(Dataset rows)
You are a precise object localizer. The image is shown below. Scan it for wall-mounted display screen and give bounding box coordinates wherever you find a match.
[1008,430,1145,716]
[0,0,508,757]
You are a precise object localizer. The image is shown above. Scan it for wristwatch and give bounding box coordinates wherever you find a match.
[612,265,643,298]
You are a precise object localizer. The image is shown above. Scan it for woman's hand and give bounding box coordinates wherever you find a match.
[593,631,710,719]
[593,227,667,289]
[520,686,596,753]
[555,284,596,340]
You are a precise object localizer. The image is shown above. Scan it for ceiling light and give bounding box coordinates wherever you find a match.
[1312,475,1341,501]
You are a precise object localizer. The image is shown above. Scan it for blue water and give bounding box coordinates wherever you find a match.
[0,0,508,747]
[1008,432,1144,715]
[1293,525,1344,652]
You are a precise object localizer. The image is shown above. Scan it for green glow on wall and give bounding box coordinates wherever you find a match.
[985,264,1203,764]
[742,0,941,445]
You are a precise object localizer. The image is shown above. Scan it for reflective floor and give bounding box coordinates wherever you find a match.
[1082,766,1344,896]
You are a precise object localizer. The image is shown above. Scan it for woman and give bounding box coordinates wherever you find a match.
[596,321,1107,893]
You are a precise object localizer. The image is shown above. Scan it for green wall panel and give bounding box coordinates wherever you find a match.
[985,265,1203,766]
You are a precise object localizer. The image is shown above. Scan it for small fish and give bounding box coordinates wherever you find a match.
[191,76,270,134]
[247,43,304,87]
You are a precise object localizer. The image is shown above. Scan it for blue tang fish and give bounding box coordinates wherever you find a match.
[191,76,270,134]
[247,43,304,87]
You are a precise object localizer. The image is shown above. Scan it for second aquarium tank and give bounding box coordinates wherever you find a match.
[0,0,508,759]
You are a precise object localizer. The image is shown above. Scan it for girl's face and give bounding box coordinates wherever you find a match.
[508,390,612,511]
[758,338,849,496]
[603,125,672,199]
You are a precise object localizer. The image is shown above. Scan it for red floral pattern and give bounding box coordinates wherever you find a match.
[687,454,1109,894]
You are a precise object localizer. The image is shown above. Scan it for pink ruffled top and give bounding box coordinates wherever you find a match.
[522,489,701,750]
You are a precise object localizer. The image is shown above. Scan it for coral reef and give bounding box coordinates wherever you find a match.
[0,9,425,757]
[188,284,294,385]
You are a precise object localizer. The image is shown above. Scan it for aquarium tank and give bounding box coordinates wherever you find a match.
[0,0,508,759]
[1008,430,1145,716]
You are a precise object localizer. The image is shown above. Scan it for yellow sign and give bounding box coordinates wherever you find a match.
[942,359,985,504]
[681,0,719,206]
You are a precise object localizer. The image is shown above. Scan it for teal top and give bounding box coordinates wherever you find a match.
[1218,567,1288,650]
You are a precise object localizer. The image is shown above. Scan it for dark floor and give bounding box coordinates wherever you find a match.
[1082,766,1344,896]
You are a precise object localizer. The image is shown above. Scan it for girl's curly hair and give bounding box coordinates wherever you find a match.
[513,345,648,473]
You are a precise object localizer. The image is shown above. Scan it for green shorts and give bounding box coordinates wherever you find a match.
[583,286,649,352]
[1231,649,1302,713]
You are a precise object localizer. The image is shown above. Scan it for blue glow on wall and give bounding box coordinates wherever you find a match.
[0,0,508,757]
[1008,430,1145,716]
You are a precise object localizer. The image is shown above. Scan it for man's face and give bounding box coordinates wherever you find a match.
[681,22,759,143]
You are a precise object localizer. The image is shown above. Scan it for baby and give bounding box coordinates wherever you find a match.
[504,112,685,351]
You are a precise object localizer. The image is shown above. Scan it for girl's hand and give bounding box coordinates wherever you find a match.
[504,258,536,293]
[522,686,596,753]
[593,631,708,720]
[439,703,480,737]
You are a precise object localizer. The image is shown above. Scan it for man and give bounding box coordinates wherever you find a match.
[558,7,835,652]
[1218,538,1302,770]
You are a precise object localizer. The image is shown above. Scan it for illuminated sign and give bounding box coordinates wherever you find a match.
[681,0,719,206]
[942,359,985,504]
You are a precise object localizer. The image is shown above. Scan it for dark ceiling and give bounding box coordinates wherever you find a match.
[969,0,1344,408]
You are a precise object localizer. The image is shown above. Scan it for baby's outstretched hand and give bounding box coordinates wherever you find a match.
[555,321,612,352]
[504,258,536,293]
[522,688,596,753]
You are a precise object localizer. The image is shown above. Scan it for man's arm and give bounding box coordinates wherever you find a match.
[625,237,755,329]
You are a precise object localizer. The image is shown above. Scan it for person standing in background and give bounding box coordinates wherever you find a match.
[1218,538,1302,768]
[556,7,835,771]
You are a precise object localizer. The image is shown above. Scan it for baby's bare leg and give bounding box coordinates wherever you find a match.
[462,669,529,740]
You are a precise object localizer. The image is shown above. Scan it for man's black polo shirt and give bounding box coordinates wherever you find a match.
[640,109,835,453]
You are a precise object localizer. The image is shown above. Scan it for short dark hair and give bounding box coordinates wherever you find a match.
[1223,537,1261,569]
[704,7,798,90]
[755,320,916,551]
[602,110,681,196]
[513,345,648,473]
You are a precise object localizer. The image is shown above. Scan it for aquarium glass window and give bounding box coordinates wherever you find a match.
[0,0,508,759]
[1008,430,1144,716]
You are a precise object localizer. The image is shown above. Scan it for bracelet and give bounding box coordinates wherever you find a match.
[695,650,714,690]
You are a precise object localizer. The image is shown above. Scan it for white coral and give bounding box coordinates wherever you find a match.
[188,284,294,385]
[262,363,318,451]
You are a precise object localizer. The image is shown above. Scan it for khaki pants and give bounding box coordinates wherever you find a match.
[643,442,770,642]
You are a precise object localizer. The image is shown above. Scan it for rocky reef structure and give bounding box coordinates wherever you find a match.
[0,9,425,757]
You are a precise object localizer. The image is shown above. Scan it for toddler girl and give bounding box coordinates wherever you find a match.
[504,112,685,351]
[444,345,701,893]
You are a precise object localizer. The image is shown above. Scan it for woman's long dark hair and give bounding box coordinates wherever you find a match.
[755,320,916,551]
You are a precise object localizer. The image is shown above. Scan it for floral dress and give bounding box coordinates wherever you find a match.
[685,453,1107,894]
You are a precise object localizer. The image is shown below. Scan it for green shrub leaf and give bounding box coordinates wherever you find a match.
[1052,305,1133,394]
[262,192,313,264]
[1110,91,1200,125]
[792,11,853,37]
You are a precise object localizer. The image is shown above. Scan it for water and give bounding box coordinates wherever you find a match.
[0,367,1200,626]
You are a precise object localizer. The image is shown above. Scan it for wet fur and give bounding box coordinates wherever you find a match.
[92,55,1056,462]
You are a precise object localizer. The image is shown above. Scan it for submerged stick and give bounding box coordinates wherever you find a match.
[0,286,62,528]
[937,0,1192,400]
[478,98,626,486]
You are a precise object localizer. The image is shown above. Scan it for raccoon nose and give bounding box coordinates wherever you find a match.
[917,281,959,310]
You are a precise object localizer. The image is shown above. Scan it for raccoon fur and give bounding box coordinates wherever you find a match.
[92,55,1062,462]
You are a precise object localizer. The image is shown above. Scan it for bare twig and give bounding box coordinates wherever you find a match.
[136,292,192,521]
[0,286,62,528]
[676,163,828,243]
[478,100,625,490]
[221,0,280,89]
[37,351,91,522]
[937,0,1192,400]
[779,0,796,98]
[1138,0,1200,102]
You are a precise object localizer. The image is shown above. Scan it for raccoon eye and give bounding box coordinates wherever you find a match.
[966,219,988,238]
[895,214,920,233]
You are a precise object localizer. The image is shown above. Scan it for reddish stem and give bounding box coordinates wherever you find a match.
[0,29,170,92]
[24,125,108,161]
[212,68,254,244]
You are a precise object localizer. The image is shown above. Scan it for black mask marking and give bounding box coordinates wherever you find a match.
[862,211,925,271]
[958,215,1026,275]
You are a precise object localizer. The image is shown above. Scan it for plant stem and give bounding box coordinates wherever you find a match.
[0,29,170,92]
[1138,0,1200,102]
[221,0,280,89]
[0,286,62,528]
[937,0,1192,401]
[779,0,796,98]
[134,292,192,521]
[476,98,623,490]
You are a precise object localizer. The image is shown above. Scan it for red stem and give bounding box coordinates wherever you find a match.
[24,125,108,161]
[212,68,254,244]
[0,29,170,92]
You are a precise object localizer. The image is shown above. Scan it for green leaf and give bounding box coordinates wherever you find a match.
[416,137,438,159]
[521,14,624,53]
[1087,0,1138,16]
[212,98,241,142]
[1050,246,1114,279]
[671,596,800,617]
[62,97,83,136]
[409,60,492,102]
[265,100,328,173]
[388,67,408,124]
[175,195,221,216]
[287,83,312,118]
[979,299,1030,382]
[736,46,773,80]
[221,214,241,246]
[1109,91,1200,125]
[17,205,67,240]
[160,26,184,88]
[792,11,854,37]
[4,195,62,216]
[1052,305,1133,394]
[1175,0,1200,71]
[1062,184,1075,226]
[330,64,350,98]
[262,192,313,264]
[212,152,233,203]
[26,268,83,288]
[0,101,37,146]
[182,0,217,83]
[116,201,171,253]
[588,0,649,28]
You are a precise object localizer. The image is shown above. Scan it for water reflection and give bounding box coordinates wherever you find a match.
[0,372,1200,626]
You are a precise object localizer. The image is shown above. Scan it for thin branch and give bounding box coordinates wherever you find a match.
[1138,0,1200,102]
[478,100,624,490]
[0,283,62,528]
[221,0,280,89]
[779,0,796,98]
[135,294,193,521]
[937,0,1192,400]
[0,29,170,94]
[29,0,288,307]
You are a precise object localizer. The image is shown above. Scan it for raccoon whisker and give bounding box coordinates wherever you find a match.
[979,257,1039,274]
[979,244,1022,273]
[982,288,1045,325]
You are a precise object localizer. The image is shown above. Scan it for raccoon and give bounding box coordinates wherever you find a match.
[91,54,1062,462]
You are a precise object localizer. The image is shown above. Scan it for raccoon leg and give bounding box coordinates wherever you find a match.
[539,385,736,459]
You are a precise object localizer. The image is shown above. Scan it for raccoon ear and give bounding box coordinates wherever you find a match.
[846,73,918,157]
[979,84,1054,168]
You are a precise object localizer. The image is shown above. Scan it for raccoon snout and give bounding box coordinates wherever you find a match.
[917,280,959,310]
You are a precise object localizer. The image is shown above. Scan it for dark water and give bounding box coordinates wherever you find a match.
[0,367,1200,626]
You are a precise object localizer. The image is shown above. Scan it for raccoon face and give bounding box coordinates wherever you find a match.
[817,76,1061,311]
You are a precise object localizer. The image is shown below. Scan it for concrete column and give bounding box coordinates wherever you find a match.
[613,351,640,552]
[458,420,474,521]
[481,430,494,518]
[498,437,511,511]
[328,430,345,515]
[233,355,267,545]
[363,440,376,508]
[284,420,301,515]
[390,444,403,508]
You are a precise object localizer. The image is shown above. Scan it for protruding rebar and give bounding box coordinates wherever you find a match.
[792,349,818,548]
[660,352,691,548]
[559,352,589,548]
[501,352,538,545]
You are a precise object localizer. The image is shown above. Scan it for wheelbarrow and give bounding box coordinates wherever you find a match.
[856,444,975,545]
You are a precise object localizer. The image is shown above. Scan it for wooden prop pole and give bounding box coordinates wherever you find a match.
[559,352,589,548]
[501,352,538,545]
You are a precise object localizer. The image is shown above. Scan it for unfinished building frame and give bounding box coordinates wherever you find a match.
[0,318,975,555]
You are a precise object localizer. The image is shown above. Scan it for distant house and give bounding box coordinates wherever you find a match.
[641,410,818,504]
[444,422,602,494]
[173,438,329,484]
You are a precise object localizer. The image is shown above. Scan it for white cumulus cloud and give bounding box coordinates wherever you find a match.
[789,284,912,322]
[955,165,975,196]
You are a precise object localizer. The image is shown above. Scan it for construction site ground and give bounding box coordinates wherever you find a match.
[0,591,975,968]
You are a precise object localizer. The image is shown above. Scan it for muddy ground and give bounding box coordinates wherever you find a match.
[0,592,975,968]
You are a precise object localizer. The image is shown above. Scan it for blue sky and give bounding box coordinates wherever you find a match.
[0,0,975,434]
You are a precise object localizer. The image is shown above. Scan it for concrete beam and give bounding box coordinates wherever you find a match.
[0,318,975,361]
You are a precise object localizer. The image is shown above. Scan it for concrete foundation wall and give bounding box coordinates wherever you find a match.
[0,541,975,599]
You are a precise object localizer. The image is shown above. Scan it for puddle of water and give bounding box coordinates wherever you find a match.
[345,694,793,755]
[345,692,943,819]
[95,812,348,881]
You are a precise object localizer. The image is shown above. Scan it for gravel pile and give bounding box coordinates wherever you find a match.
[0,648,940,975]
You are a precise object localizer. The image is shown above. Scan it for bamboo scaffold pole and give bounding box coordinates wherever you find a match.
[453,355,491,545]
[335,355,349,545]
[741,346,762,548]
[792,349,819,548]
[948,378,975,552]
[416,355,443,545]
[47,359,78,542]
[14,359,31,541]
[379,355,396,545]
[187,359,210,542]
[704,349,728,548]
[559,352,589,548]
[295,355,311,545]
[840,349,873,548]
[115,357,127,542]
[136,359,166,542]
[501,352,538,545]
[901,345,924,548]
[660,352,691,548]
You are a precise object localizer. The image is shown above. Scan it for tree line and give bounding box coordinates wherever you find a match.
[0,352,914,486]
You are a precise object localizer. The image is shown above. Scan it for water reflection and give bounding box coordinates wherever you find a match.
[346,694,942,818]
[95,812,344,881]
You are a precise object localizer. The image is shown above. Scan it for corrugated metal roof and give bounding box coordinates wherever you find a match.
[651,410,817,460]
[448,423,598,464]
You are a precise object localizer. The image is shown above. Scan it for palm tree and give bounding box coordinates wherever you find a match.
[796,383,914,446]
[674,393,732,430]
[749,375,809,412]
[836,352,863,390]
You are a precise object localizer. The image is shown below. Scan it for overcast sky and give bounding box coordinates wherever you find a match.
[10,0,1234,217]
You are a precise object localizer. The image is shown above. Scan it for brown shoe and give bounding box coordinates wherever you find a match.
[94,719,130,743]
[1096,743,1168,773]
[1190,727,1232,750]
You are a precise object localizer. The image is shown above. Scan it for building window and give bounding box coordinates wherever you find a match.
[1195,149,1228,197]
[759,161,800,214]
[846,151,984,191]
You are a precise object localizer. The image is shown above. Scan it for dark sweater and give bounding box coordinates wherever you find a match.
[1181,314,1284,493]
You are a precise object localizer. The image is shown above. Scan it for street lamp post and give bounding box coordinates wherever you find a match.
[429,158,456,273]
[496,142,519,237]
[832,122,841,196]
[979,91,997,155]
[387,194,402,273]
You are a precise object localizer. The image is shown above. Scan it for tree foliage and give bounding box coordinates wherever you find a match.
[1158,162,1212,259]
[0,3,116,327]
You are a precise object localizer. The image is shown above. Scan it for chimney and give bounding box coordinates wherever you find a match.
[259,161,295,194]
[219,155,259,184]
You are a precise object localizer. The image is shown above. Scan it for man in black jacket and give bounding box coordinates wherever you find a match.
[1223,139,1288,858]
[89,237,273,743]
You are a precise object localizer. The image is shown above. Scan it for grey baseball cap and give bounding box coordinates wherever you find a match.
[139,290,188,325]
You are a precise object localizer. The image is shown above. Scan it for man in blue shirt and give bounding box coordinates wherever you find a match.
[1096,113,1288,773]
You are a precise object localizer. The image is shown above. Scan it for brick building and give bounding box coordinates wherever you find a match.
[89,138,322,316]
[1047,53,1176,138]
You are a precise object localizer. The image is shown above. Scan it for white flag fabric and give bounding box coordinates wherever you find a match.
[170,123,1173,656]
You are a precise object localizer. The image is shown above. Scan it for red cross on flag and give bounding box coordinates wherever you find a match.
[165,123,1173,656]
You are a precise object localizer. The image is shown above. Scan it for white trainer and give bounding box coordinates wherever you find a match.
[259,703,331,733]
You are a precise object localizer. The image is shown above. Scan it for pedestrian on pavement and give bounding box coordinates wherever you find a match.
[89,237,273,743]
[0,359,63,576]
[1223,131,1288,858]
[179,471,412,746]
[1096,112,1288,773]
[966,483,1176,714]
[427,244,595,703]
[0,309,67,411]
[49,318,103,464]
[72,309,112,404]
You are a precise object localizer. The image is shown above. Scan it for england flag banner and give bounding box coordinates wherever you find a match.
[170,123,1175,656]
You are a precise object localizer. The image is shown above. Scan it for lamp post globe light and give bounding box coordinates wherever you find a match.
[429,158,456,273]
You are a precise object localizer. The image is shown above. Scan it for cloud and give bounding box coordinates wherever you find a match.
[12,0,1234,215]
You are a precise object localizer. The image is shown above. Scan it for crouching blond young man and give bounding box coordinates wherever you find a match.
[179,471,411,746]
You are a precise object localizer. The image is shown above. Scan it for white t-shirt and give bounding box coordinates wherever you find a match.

Set exercise -> Recast the lines from the start of the dataset rows through the line containing "[1312,475,1341,501]" as a JSON list of strings, one string per line, with blank lines omitted.

Problem solution ->
[
  "You are a precise object localizer. The image is shown below. Scan it for wall-mounted display screen and give bounding box coordinates wherever you find a match.",
  "[1008,430,1145,716]",
  "[0,0,508,757]",
  "You are a precise object localizer. The image is shown above. Scan it for wristwatch and give bounding box coordinates wherever you find a match.",
  "[612,265,643,298]",
  "You are a precise object localizer. The image is shown above. Scan it for woman's hand and give bounding box coordinates wherever you find a match.",
  "[593,631,710,719]",
  "[593,227,667,289]",
  "[520,686,596,753]",
  "[555,284,596,340]",
  "You are a precise object localizer. The image is shown above. Scan it for ceiling light and give bounding box coordinates wherever you find a match.",
  "[1312,475,1341,501]"
]